* **WHAT TO WORK ON**:
Please count the lines below that contain the word "vertices", and reply with only that number.

* **RECORDS FOR THE EXERCISE**:
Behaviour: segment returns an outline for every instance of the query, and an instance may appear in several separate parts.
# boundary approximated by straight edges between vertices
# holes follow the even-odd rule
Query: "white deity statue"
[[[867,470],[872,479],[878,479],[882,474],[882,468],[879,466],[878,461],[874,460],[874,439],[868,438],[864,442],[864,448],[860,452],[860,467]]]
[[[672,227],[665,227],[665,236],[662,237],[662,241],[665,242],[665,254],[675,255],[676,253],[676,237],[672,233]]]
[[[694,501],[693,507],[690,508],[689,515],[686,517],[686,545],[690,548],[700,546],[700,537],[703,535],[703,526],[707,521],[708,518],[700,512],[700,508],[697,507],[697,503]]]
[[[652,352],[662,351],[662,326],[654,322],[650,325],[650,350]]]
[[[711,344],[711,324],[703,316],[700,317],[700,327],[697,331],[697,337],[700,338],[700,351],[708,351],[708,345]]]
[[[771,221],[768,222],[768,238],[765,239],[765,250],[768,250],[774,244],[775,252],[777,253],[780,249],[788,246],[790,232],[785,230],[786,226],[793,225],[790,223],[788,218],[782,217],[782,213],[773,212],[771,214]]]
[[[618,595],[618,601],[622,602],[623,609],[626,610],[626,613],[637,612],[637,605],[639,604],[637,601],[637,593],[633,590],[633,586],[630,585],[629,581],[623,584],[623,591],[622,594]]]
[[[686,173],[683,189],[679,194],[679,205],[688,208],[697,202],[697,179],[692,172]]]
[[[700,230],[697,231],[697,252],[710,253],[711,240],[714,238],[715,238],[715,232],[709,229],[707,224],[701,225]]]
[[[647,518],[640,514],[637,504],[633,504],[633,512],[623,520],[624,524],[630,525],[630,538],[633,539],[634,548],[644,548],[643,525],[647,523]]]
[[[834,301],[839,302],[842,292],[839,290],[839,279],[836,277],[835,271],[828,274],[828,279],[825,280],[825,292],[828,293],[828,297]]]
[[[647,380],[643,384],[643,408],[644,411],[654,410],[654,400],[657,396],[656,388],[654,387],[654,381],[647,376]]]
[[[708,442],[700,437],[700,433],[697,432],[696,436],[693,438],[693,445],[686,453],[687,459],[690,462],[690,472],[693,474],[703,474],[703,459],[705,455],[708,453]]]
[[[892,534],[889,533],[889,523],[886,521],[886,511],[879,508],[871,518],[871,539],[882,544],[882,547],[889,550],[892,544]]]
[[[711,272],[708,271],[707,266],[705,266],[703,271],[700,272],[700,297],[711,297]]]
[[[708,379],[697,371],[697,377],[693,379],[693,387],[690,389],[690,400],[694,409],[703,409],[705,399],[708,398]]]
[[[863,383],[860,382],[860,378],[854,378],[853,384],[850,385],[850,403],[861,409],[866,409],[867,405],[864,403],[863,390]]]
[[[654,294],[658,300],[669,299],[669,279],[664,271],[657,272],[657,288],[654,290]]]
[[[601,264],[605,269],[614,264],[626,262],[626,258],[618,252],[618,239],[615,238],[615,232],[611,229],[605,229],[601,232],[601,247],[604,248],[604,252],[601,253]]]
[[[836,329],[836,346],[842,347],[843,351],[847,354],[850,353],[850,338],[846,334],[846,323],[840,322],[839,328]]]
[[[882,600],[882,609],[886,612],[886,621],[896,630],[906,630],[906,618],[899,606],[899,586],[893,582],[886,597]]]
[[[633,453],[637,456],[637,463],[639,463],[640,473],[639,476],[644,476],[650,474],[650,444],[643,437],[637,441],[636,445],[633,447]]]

* **FINISHED EXERCISE**:
1